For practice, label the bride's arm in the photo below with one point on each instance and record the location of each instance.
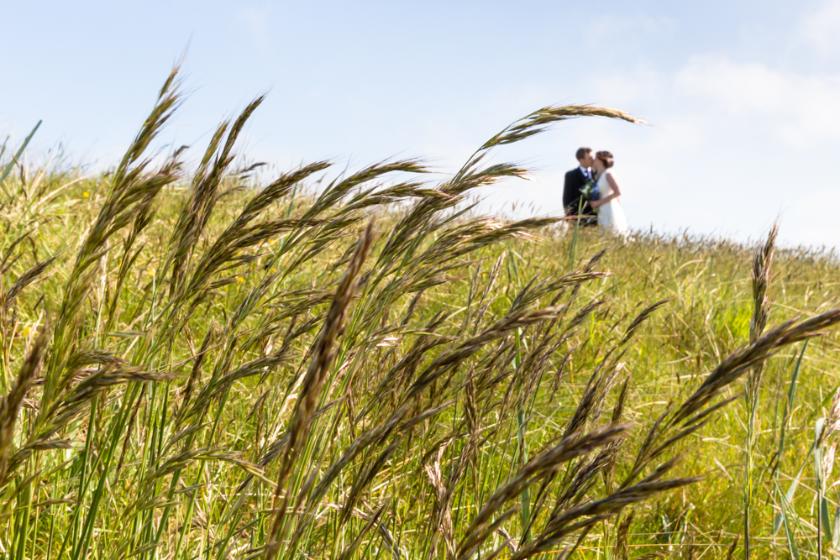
(615, 192)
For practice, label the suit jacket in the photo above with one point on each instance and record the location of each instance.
(572, 187)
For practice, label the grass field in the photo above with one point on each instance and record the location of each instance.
(196, 368)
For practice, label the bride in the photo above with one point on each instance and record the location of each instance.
(610, 213)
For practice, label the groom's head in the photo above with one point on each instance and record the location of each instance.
(584, 157)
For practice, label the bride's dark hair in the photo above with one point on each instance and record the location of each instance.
(606, 158)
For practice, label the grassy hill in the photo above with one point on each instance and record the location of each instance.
(196, 368)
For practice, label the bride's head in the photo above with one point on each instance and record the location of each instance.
(603, 160)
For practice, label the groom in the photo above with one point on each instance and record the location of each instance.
(575, 201)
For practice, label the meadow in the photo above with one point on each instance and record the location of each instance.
(204, 363)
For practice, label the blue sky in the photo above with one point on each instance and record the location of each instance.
(743, 98)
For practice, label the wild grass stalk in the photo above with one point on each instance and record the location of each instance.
(224, 368)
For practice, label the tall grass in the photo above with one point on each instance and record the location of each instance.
(197, 366)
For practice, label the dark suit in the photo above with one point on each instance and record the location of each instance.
(573, 202)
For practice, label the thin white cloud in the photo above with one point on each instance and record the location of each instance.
(801, 109)
(255, 20)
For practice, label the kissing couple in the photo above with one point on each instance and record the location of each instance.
(591, 194)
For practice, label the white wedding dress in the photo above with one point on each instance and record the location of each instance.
(610, 215)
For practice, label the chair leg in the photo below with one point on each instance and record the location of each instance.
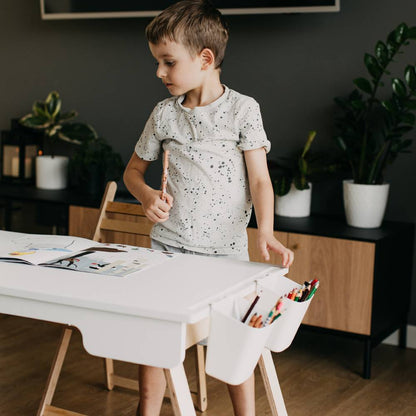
(271, 384)
(201, 398)
(55, 371)
(109, 373)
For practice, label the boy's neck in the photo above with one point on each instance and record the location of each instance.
(208, 92)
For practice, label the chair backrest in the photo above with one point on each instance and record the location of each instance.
(121, 222)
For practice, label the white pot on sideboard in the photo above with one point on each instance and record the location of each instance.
(296, 203)
(365, 205)
(52, 172)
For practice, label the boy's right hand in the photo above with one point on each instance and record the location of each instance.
(155, 209)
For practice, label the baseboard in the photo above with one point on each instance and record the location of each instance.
(393, 339)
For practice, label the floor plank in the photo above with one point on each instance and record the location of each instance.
(319, 375)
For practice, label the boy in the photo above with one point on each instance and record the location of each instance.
(217, 162)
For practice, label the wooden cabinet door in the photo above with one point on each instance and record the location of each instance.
(254, 252)
(345, 269)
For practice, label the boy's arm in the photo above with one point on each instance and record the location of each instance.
(154, 208)
(262, 194)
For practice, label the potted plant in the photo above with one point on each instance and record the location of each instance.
(371, 131)
(46, 116)
(292, 179)
(93, 164)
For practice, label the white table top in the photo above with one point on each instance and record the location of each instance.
(179, 290)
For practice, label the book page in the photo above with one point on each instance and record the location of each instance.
(36, 248)
(111, 259)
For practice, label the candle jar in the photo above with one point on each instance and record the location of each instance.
(19, 147)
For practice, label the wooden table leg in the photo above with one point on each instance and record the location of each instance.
(180, 394)
(271, 384)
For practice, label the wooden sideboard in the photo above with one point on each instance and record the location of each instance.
(365, 274)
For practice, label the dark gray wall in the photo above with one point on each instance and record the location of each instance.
(292, 64)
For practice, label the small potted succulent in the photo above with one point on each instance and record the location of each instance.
(46, 116)
(372, 128)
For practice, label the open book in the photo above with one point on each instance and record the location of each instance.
(80, 254)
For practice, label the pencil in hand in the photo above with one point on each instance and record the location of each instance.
(165, 174)
(256, 321)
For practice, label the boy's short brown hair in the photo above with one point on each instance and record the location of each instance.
(197, 24)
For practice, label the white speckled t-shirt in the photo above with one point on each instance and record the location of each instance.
(207, 173)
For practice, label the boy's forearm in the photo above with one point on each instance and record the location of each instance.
(135, 183)
(263, 200)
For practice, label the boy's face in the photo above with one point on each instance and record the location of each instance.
(177, 68)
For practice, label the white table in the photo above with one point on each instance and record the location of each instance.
(149, 317)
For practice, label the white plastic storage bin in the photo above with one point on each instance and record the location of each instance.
(286, 326)
(234, 348)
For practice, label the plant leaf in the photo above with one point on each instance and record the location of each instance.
(364, 85)
(400, 33)
(410, 76)
(35, 122)
(53, 103)
(77, 133)
(411, 33)
(300, 183)
(373, 66)
(382, 53)
(399, 87)
(63, 118)
(311, 137)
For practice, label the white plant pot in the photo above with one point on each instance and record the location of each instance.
(295, 203)
(365, 205)
(52, 172)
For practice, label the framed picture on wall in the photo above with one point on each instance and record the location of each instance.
(92, 9)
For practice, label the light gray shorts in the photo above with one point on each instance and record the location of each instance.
(157, 245)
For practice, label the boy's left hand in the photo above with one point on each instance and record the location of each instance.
(269, 242)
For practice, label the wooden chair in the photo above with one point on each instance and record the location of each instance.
(123, 223)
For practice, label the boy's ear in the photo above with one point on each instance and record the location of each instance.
(207, 58)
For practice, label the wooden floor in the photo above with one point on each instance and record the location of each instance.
(319, 375)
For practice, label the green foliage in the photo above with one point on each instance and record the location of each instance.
(302, 168)
(370, 130)
(47, 117)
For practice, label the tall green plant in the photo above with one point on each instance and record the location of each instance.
(46, 116)
(370, 130)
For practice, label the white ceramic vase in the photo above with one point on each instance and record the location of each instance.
(295, 203)
(52, 172)
(365, 205)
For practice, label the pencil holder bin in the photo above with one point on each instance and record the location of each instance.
(234, 348)
(286, 326)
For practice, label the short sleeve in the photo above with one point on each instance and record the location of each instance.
(252, 134)
(148, 145)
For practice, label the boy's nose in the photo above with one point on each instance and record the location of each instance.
(160, 73)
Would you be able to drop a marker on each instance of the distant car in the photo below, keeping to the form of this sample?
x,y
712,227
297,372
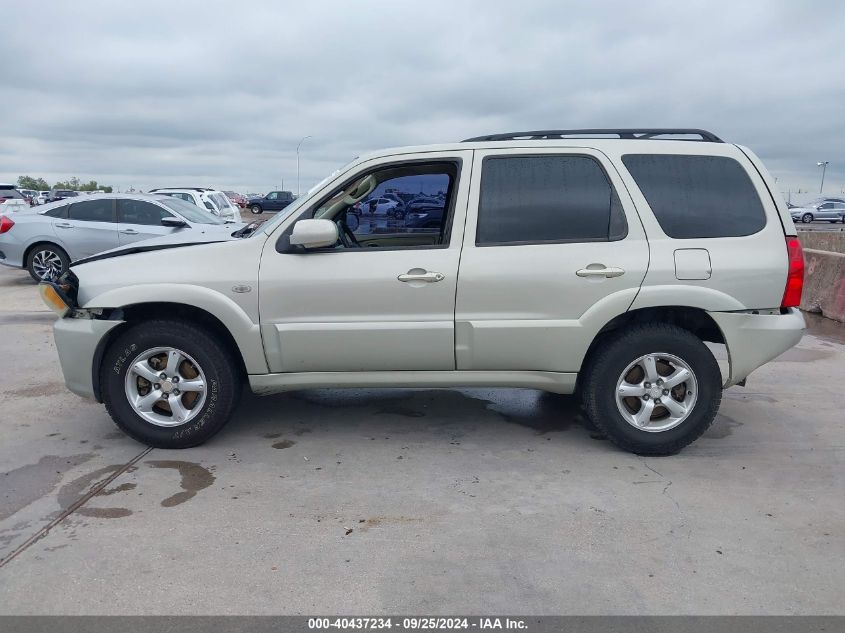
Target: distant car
x,y
237,198
29,195
215,201
44,241
60,194
273,201
824,210
384,206
425,213
11,199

══════

WORK INSTRUCTIONS: Reproduce the data above, starting with the line containing "Would you be" and continuing through the end of the data, both included, with the requests kept intact. Adjust every coordinate in the answers by adding -34 to it, leave the requests and their format samples unchanged, and omit the pictures.

SOLUTION TO THIS PROBLEM:
Would you be able to drop a marker on each instance of the distant car in the photo below, keeping to the form of this sample?
x,y
712,227
297,372
Target: distant car
x,y
203,164
-5,161
181,167
10,207
26,160
239,167
790,176
350,172
391,179
-23,165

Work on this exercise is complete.